§ Work instruction:
Start at the first line below and write out everything verbatim except the pictures.
——————————
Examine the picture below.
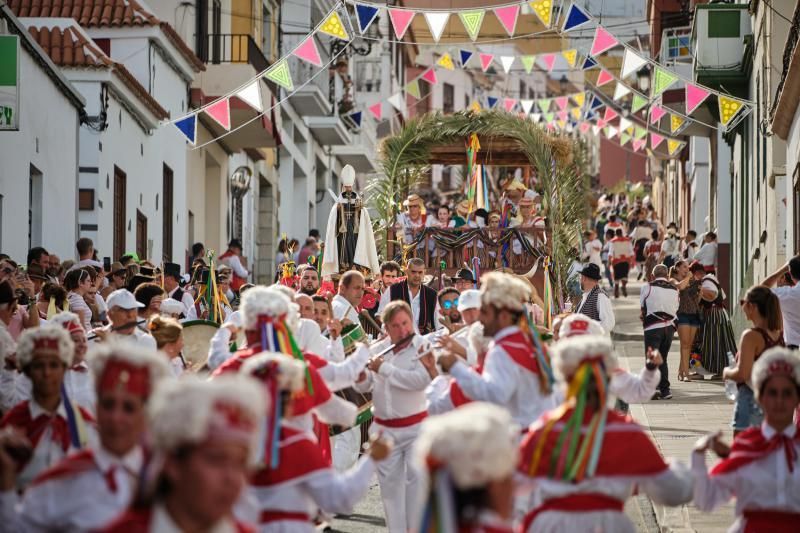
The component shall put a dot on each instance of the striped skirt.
(716, 340)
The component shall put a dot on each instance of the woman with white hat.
(761, 468)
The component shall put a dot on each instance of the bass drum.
(197, 336)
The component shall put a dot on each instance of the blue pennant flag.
(576, 17)
(465, 55)
(365, 14)
(188, 126)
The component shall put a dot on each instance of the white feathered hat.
(124, 365)
(504, 291)
(190, 411)
(775, 361)
(476, 443)
(46, 340)
(568, 354)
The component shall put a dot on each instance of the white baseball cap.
(469, 299)
(124, 299)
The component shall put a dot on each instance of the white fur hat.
(476, 443)
(50, 339)
(189, 411)
(504, 291)
(579, 324)
(288, 372)
(124, 364)
(775, 361)
(568, 354)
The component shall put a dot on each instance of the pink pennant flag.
(603, 41)
(401, 20)
(221, 112)
(429, 76)
(307, 51)
(604, 78)
(549, 60)
(656, 113)
(694, 97)
(376, 110)
(486, 60)
(508, 17)
(655, 140)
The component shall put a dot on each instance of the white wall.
(49, 142)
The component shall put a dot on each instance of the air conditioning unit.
(719, 35)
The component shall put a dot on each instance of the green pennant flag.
(412, 88)
(527, 62)
(639, 102)
(662, 80)
(279, 73)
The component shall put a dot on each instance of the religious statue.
(349, 238)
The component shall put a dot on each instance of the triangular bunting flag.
(621, 91)
(188, 126)
(412, 88)
(486, 60)
(675, 123)
(365, 14)
(472, 21)
(279, 73)
(576, 17)
(571, 56)
(604, 77)
(220, 111)
(662, 80)
(508, 17)
(694, 97)
(429, 76)
(639, 102)
(728, 107)
(446, 62)
(307, 51)
(603, 41)
(631, 63)
(527, 62)
(437, 20)
(401, 20)
(655, 140)
(251, 95)
(334, 27)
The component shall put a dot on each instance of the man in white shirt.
(787, 279)
(351, 290)
(659, 302)
(398, 381)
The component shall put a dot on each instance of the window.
(167, 214)
(120, 218)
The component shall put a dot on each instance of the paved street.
(674, 424)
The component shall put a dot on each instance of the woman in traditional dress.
(584, 459)
(761, 468)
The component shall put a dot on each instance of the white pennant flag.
(507, 61)
(437, 20)
(251, 95)
(526, 105)
(621, 91)
(631, 63)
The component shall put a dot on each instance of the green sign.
(9, 82)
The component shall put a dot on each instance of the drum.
(196, 341)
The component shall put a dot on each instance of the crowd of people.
(475, 423)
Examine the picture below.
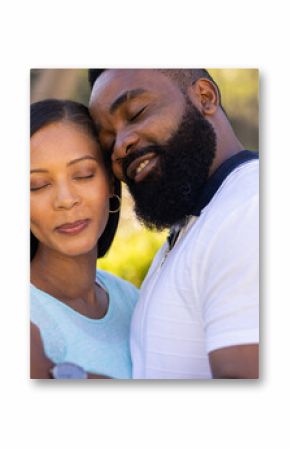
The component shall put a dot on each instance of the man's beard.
(170, 193)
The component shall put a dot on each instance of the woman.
(79, 316)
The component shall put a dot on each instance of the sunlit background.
(134, 246)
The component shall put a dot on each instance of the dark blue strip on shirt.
(214, 182)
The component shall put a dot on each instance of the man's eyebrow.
(74, 161)
(126, 96)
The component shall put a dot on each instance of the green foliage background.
(134, 247)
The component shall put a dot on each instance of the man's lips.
(142, 166)
(73, 228)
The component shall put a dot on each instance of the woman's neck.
(66, 278)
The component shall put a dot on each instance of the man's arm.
(235, 362)
(40, 365)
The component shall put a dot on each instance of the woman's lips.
(73, 228)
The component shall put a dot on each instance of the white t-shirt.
(203, 294)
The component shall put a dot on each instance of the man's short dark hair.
(183, 77)
(43, 113)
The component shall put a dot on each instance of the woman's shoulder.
(116, 284)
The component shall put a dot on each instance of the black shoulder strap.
(217, 178)
(214, 182)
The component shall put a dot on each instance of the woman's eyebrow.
(74, 161)
(81, 159)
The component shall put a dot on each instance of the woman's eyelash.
(34, 189)
(85, 177)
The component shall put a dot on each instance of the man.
(170, 140)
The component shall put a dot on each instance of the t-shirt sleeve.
(229, 284)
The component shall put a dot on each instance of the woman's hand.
(40, 365)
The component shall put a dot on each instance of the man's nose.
(124, 144)
(66, 197)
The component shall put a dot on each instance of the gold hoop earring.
(119, 205)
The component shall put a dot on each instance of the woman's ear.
(204, 95)
(111, 186)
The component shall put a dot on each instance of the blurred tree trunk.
(53, 83)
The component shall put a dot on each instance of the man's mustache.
(131, 157)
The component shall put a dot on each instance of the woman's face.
(70, 189)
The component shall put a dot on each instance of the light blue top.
(99, 346)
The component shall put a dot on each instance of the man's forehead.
(113, 82)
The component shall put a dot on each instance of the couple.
(164, 133)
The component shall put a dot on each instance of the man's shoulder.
(239, 189)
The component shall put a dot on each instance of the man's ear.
(204, 95)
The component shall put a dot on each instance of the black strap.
(214, 182)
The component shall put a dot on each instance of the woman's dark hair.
(49, 111)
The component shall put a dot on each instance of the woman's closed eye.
(34, 188)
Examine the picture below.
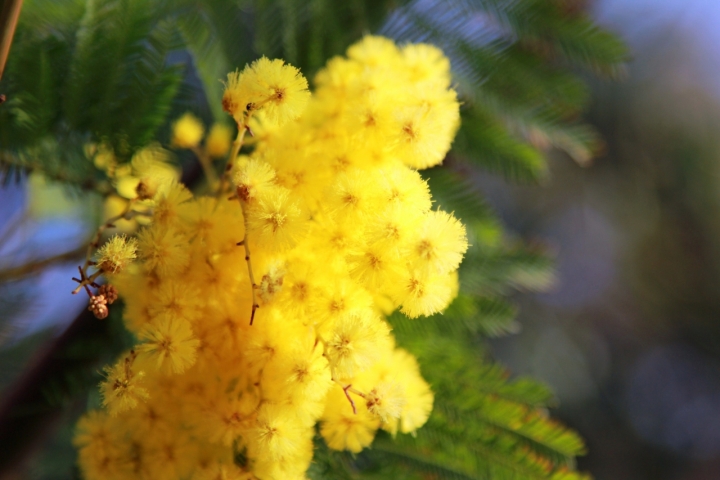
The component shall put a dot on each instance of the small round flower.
(98, 305)
(279, 91)
(386, 401)
(109, 292)
(116, 254)
(171, 343)
(217, 143)
(187, 131)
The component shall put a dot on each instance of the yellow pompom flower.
(341, 231)
(169, 343)
(123, 387)
(187, 131)
(254, 177)
(344, 429)
(355, 342)
(276, 220)
(440, 244)
(421, 293)
(278, 90)
(163, 250)
(386, 401)
(237, 95)
(116, 254)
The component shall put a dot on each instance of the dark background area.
(629, 337)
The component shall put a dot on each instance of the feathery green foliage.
(94, 71)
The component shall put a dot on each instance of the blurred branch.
(38, 265)
(30, 407)
(8, 21)
(10, 163)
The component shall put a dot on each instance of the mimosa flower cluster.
(259, 312)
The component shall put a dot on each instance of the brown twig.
(237, 144)
(86, 279)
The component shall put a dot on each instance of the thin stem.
(347, 390)
(126, 214)
(237, 144)
(244, 242)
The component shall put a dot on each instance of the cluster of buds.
(97, 304)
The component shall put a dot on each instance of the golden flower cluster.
(342, 232)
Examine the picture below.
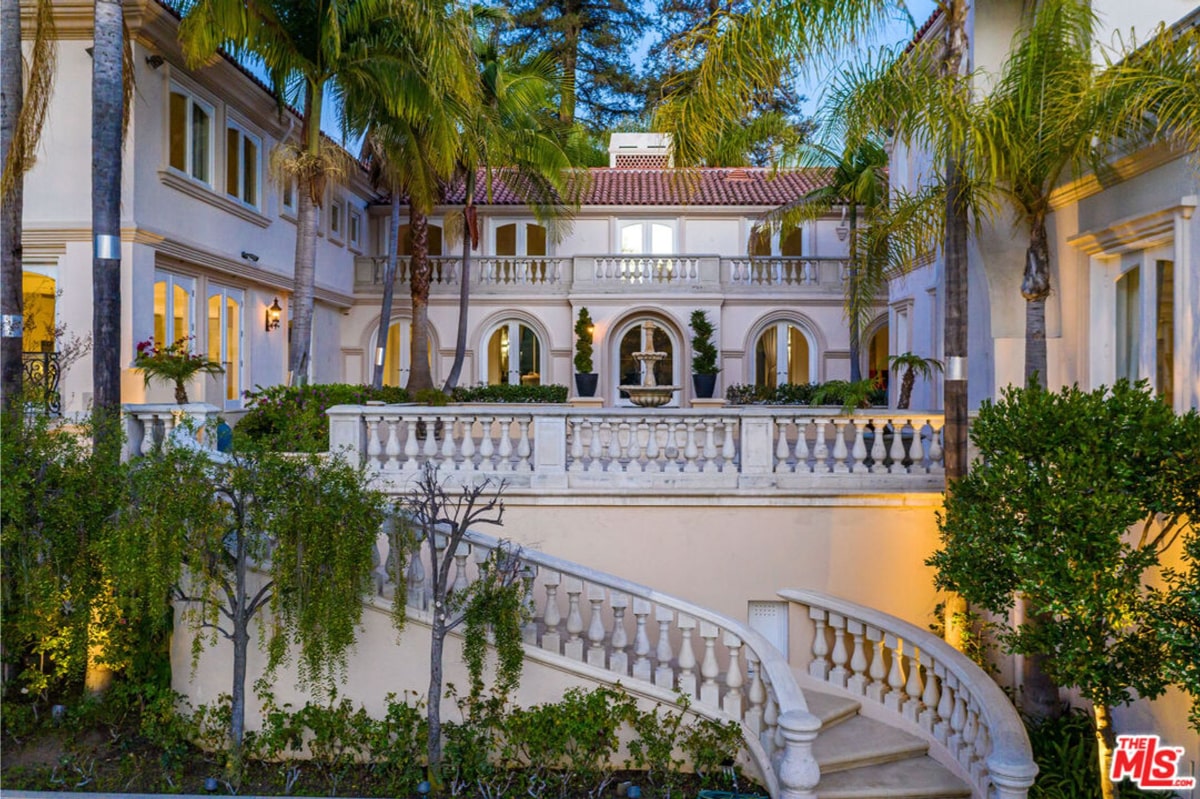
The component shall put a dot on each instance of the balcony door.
(226, 336)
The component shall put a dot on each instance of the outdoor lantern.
(274, 314)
——————————
§ Your response:
Examine the picture below.
The component shall put a dot on each instance of the striped skirt.
(716, 340)
The component shall put a dot on each instance of the woman with white hat.
(761, 468)
The component shall put a dot on each instance of the bass drum.
(197, 336)
The component shall put a dot on each instance of the blue pennant flag.
(576, 17)
(465, 55)
(365, 14)
(188, 126)
The component shall put a dot on each instance of the white feathered hat.
(124, 365)
(504, 291)
(190, 411)
(775, 361)
(476, 443)
(46, 340)
(568, 354)
The component shall put a dot on each instance of the white baseball cap.
(469, 299)
(124, 299)
The component shall put a dot on each instance of the white fur hat.
(476, 443)
(50, 339)
(189, 411)
(504, 291)
(579, 324)
(288, 372)
(124, 364)
(775, 361)
(568, 354)
The component shall put a dot on each instance of the pink pennant flag.
(603, 41)
(401, 20)
(221, 112)
(429, 76)
(307, 51)
(604, 78)
(549, 60)
(656, 113)
(694, 97)
(376, 110)
(486, 60)
(508, 17)
(655, 140)
The component shall put a dot on each instance of the white wall.
(49, 142)
The component shall put a dot on each instance of the air conditioning unit.
(719, 35)
The component shall put a dot on each instance of the green pennant flag.
(412, 88)
(527, 62)
(639, 102)
(662, 80)
(279, 73)
The component shall put a dot on each instance of the religious statue.
(349, 238)
The component shall put a dot on each instance of the triangular bunting flag.
(621, 91)
(188, 126)
(412, 88)
(486, 60)
(675, 123)
(365, 14)
(472, 21)
(279, 73)
(576, 17)
(571, 56)
(604, 77)
(220, 111)
(662, 80)
(508, 17)
(694, 97)
(429, 76)
(639, 102)
(728, 107)
(446, 62)
(307, 51)
(603, 41)
(631, 63)
(527, 62)
(437, 20)
(401, 20)
(655, 140)
(251, 95)
(334, 27)
The component shall put a dot on each instance of the man in white shirt.
(787, 279)
(351, 290)
(659, 302)
(398, 381)
The component shall put a dot on each instance of the window.
(167, 214)
(120, 218)
The component shall put a dot on each instance of the paved street.
(674, 424)
The component shall put a dot on each instance of the woman in traditional dress.
(584, 459)
(761, 468)
The component shall put a dot on each instance of the white pennant flag.
(507, 61)
(437, 20)
(251, 95)
(526, 105)
(621, 91)
(631, 63)
The component shall put a dot on each instance of the green sign.
(9, 82)
The component shall put a dot on each instance of the drum.
(196, 341)
The component shall put a dot on each instance of the crowd of people.
(475, 423)
Examine the picture below.
The component shall put a dot on each instance of the man's beard.
(170, 193)
The component shall put a dot on each instance of the woman.
(79, 316)
The component shall put a dot on each instance of the sunlit background.
(134, 246)
The component shall put a dot on each instance of the dark blue strip on shirt.
(214, 182)
The component shall put a dot on each instance of the man's eyebrow.
(74, 161)
(126, 96)
The component shall put a dot on each instance of the green foliage background.
(134, 247)
The component shall put a dot on each instance of the man's lips.
(142, 166)
(73, 228)
The component shall put a dot on each instance of the woman's neck.
(66, 278)
The component shall put a dot on each instance of the man's arm.
(235, 362)
(40, 365)
The component shall put a dot on each instance of the woman's lips.
(73, 228)
The component shall put a dot on each instance of the white t-shirt.
(203, 294)
The component shall put a dot on each instance of the man's short dark hair.
(183, 77)
(43, 113)
The component shall put a dot on each instance of the woman's shoulder.
(116, 284)
The component shall put a dot on each instance of the black shoulder strap.
(217, 178)
(214, 182)
The component shall put a dot on each instance of the woman's eyebrow.
(74, 161)
(81, 159)
The component shall put a dot on each instance of the woman's eyelash.
(34, 189)
(85, 177)
The component shall put a dot on each instance of the man.
(170, 140)
The component shall put a dot on each instance of the t-shirt sleeve.
(229, 284)
The component shall put a dot on each instance of the woman's hand.
(40, 365)
The component shall put a dot on each instance of the man's nose.
(124, 144)
(66, 197)
The component shall put a dot on each instance of the gold hoop earring.
(119, 205)
The component shall put a dot on each instance of the woman's ear.
(204, 95)
(111, 186)
The component shall put a dot on each instance of the blurred tree trunk.
(53, 83)
The component shall put a dot on each instance of the man's mustache.
(131, 157)
The component shall put a dot on each instance of the woman's face.
(70, 189)
The component shall put a dot on each instance of the light blue top.
(99, 346)
The component shall put a dot on each instance of the man's forehead.
(113, 82)
The component shall put a dot on each instance of the couple.
(164, 133)
The component shall put a dot on each instance of the man's shoulder.
(239, 189)
The component shall put a dot on each instance of the man's ear.
(204, 95)
The component shall put a dot on each instance of the black strap.
(214, 182)
The component shall put a dot on each instance of the woman's dark hair.
(49, 111)
The component shall put a dot on each instance of the woman's closed eye.
(34, 188)
Examine the picture below.
The component shall put a dot on each instance of the small round flower.
(98, 305)
(279, 91)
(386, 401)
(109, 292)
(116, 254)
(171, 343)
(217, 143)
(187, 131)
The component shall put a dot on each instance of the yellow pompom flower.
(341, 231)
(169, 343)
(123, 387)
(187, 131)
(254, 177)
(344, 429)
(355, 342)
(276, 220)
(440, 244)
(421, 293)
(278, 90)
(163, 250)
(386, 401)
(237, 95)
(116, 254)
The component shall put a dot on each instance of the dark background area.
(629, 337)
The component shall put a dot on each instance of the feathery green foliage.
(94, 71)
The component shall put a dot on each instance of the blurred branch.
(38, 265)
(30, 407)
(8, 21)
(10, 163)
The component shall put a dot on each instance of the mimosa flower cluster.
(259, 312)
The component shall put a dot on each instance of the brown twig.
(237, 144)
(86, 279)
The component shall put a dot on each instance of the thin stem.
(347, 390)
(126, 214)
(237, 144)
(244, 242)
The component shall put a dot on each instance of the cluster of buds.
(97, 304)
The component shall put a dot on each instance of the golden flower cluster.
(342, 232)
Examine the picture below.
The component shall put a dot on each instance of the balcony door.
(226, 336)
The component shall put a dot on each instance of the outdoor lantern.
(274, 314)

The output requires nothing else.